Aim of the exercise.
Exactly as they appear, output all of the records. Skip any images.

Given records.
- - - -

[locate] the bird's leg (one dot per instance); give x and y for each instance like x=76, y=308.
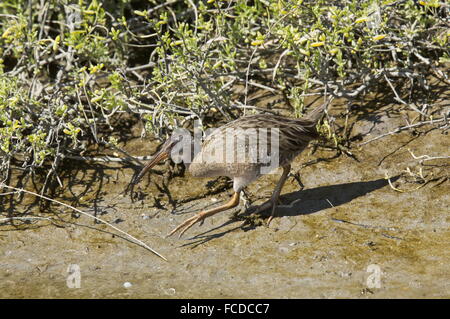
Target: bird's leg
x=234, y=201
x=276, y=194
x=277, y=190
x=246, y=199
x=296, y=176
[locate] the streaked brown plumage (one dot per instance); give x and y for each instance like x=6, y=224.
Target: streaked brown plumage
x=294, y=136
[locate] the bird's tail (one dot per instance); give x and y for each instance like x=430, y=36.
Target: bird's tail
x=316, y=114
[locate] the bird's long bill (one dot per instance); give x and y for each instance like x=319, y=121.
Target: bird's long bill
x=160, y=156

- - - -

Solution to the problem.
[locate] the bird's leg (one dot per instance); give x and y for each instance like x=76, y=308.
Target: bird's leg
x=234, y=201
x=276, y=194
x=277, y=190
x=246, y=199
x=296, y=176
[locate] the streaked brown plumage (one dot per instance); give x and y for each instance like x=6, y=224.
Target: streaked brown plumage
x=294, y=136
[locate] the bird's tail (one dot per instance); give x and y for each instance like x=430, y=36.
Target: bird's tail
x=316, y=114
[locate] the bird's long bill (one dot per instance); give x and y for each instance like x=319, y=121.
Target: bird's long bill
x=160, y=156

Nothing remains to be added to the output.